■ Kaynak alıntısı:
━━━
Hollanda yarın sandık başına gidiyor
Selman Aksünger
Göçmen politikalarındaki anlaşmazlıklar nedeniyle haziran ayında hükümetin düşmesiyle erken seçim kararı alınan Hollanda’da seçmenler 29 Ekim’de parlamento seçimleri için sandık başına gidecek.
Ülkede, son dört hükümetin tamamı görev sürelerini tamamlayamadan erken seçime gitti. Yarınki seçimler öncesinde anketler, aşırı sağcı Özgürlük Partisinin (PVV) seçimi önde götüreceğini ancak hiçbir partinin tek başına hükümet kurmaya yetecek 75 milletvekiline ulaşamayacağını gösteriyor.
Kampanya sürecinde konut krizi, göçmen politikaları ve sağlık sigortası harcamaları, öne çıkan konular arasında yer aldı. Aşırı sağcı partilerin vaatleri ve İsrail’in Gazze’de işlediği soykırımın seçimlere muhtemel etkisi merak edilirken, Hollanda’nın önemli anket şirketi Ipsos I&O’nun kıdemli araştırmacısı Asher van der Schelde, seçim arifesinde AA muhabirine değerlendirmelerde bulundu.
Son anketler, çok yakın bir yarış olacağını gösteriyor
Son anketlerin partilerin çok yakın oranlarda gittiğini gösterdiğini aktaran Van der Schelde, 25 Ekim’de yayımladıkları son ankette PVV’nin önde olduğunu ancak Yeşil Sol (GroenLinks) ve İşçi Partisi (PvdA) ittifakı ile Demokratlar 66 (D66) partisinin de benzer oranları yakaladığını belirtti.
Van der Schelde, “Bu partilerin hemen arkasında Hristiyan Demokrat Parti (CDA) ve Özgürlük ve Demokrasi için Halk Partisi (VVD) öne çıkıyor. Onlar da hala en büyük parti olabilecek durumda.” dedi.
Irkçı ve İslam düşmanı lider Geert Wilders’ın başını çektiği PVV’nin hükümet kurabilmesinin çok düşük ihtimal olduğunu söyleyen Van der Schelde, “JA21, Çiftçi Vatandaş Hareketi Partisi (BBB) ve Demokrasi Forumu (FvD) dışındaki tüm partiler PVV ile koalisyon kurmaya isteksiz olduklarını söylediler.” diye konuştu.
Van der Schelde, sadece merkez sağ partilerin (VVD/CDA) PVV ile çalışma konusunda fikirlerini değiştirmeleri durumunda PVV’nin bir sonraki hükümette yer alma şansı olduğunu kaydederek, “Ama bu şu anda çok düşük ihtimal görünüyor.” diye konuştu.
VVD’nin CDA, JA21 ve D66 ile “merkez sağ” bir koalisyon hedeflediğini dile getiren Van der Schelde, “VVD, GL-PvdA ile çalışma konusunda çok şüpheci, bunu yapmaktan kaçınmak istiyor.” ifadesini kullandı.
Van der Schelde, bu olası koalisyonun anketlerde henüz çoğunluğu olmadığını belirterek, “Son günlerde PVV seçmenleri, VVD ve JA21’e akış gösterirse 76 sandalyeye ulaşabilirler.” şeklinde konuştu.
━━━
■ Talimat:
Hollanda seçimleri üzerine olan haberden "Ülkede, son dört" sözleriyle başlayıp "milletvekiline ulaşamayacağını gösteriyor." sözleri de dahil olmak üzere bu sözlere kadar uzanan kısmı aynen alıntılayın.

[Kaydedilen girdiler]
━━━
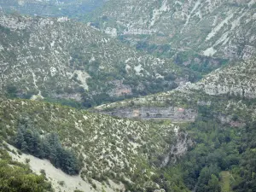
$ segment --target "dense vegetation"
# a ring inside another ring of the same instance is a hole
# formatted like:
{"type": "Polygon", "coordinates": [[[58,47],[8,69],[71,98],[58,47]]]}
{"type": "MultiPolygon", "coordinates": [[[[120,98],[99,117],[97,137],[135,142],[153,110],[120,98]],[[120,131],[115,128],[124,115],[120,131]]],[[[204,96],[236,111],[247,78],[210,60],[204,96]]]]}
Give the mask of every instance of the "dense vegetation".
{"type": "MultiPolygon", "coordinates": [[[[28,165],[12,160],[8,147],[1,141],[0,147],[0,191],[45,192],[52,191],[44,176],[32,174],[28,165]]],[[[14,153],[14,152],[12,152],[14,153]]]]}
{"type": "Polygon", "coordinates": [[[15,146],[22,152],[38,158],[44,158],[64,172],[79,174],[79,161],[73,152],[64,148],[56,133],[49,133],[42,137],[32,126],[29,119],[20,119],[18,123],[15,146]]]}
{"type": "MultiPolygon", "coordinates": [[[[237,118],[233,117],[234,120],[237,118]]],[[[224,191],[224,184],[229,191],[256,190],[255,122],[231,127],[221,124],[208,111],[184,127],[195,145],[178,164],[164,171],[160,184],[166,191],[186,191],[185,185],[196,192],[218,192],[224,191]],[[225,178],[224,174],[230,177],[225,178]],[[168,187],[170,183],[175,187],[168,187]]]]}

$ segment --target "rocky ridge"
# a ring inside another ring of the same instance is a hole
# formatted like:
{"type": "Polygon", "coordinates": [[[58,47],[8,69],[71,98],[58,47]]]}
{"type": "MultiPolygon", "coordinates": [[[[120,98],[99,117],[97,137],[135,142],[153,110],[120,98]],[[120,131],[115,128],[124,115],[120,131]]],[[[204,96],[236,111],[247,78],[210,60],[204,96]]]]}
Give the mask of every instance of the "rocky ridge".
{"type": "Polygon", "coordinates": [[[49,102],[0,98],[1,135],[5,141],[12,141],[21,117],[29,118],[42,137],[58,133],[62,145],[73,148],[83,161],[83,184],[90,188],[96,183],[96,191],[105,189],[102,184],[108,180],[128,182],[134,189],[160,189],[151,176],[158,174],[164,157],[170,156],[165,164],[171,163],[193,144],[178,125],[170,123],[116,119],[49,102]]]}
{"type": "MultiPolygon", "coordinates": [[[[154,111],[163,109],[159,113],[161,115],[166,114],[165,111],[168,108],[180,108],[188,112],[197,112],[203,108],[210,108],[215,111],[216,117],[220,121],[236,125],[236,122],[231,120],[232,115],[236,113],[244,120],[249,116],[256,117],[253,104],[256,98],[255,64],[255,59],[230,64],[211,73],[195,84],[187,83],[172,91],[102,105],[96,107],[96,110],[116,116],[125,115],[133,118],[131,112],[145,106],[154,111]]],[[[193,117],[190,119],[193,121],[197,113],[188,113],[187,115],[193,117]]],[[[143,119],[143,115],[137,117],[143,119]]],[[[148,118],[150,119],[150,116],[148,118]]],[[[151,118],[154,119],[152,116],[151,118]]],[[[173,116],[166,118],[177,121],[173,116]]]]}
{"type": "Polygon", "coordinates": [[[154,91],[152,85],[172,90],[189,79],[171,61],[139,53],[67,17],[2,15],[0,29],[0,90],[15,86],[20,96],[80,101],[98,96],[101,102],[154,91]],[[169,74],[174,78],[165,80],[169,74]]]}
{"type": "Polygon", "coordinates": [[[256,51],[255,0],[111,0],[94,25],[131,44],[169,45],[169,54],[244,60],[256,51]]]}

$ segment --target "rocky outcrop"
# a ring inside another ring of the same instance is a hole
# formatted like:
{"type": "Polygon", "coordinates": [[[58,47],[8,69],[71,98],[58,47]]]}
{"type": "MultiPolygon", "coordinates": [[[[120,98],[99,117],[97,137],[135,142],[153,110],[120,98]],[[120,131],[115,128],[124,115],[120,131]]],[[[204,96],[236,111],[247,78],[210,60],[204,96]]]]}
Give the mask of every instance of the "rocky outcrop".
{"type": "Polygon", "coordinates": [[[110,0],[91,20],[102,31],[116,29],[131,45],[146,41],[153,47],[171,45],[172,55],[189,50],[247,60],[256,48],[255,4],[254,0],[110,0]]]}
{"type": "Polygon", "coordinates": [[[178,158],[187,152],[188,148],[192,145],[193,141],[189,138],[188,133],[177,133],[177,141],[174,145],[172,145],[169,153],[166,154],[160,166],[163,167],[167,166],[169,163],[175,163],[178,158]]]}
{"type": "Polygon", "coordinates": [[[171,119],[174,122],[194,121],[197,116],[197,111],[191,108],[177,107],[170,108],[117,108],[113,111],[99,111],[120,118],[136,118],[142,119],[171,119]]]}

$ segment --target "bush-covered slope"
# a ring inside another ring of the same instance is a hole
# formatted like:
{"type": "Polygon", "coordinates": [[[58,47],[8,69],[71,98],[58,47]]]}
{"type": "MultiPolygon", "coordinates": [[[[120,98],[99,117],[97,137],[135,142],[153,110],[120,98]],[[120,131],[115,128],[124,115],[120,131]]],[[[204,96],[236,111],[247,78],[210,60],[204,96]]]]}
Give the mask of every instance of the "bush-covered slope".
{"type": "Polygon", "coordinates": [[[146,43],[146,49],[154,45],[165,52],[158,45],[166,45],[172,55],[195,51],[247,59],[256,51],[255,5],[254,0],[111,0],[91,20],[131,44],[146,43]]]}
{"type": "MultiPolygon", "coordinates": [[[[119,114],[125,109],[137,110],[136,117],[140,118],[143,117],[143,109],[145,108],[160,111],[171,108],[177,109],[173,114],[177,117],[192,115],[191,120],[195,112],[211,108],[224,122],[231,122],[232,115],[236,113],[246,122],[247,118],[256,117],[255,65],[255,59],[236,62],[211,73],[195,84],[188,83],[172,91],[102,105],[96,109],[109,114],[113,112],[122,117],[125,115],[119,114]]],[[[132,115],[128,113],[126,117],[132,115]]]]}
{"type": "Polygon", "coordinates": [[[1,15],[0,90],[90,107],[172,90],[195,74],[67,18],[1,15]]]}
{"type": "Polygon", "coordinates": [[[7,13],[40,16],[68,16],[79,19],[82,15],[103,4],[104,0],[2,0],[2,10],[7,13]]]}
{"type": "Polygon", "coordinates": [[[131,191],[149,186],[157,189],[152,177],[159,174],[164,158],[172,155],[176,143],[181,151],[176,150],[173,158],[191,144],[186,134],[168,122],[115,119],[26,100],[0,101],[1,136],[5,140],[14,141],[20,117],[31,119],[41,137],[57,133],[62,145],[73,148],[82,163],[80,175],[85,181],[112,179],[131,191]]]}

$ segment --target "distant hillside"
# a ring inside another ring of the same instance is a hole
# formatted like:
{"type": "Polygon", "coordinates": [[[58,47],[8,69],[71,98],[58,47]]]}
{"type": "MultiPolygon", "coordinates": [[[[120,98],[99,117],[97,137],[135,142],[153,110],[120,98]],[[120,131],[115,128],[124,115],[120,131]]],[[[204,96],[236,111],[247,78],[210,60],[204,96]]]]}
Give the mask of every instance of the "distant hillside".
━━━
■ Tamamlanan görev:
Ülkede, son dört hükümetin tamamı görev sürelerini tamamlayamadan erken seçime gitti. Yarınki seçimler öncesinde anketler, aşırı sağcı Özgürlük Partisinin (PVV) seçimi önde götüreceğini ancak hiçbir partinin tek başına hükümet kurmaya yetecek 75 milletvekiline ulaşamayacağını gösteriyor.